Goal: From the rows below, pick out and copy every line containing the word "wooden". Case counts.

──────── Extracted records

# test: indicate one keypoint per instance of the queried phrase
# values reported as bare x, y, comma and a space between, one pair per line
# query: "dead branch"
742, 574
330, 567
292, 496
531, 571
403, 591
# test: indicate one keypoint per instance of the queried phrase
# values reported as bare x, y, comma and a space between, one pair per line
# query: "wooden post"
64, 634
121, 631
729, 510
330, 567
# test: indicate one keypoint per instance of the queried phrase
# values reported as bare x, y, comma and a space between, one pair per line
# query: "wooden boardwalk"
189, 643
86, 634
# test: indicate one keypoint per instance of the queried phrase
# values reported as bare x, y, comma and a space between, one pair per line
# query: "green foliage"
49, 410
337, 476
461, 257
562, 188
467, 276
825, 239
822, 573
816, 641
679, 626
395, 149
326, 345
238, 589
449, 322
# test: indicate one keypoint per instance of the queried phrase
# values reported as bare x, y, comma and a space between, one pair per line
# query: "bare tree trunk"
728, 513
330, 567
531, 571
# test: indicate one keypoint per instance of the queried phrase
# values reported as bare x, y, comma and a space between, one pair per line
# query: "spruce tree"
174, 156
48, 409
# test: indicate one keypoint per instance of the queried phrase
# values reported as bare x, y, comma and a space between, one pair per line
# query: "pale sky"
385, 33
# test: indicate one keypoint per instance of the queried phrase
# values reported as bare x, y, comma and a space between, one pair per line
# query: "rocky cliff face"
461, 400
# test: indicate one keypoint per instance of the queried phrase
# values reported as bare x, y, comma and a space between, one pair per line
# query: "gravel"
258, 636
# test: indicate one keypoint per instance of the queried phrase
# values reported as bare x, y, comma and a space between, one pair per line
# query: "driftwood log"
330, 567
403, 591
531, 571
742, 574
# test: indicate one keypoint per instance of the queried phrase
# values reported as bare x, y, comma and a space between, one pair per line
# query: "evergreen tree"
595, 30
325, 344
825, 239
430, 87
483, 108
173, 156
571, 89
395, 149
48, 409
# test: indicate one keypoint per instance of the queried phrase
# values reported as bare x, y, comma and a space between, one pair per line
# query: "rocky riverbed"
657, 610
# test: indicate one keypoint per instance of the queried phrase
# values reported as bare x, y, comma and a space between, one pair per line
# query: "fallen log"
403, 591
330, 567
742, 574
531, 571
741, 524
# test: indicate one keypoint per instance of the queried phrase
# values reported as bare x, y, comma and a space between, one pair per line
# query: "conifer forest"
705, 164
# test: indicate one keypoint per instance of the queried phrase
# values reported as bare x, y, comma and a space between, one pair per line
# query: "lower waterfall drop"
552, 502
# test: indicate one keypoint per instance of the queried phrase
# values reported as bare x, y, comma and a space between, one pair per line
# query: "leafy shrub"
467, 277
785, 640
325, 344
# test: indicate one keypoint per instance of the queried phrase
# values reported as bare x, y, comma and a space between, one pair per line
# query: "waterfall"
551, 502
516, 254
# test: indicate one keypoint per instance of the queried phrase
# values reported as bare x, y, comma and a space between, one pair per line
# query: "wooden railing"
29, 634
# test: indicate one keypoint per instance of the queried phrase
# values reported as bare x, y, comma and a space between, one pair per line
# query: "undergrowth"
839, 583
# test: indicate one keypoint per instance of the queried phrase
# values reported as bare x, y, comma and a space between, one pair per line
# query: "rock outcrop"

────────────────

Finished answer:
# query: "wooden post"
# query: "wooden boardwalk"
# query: "wooden railing"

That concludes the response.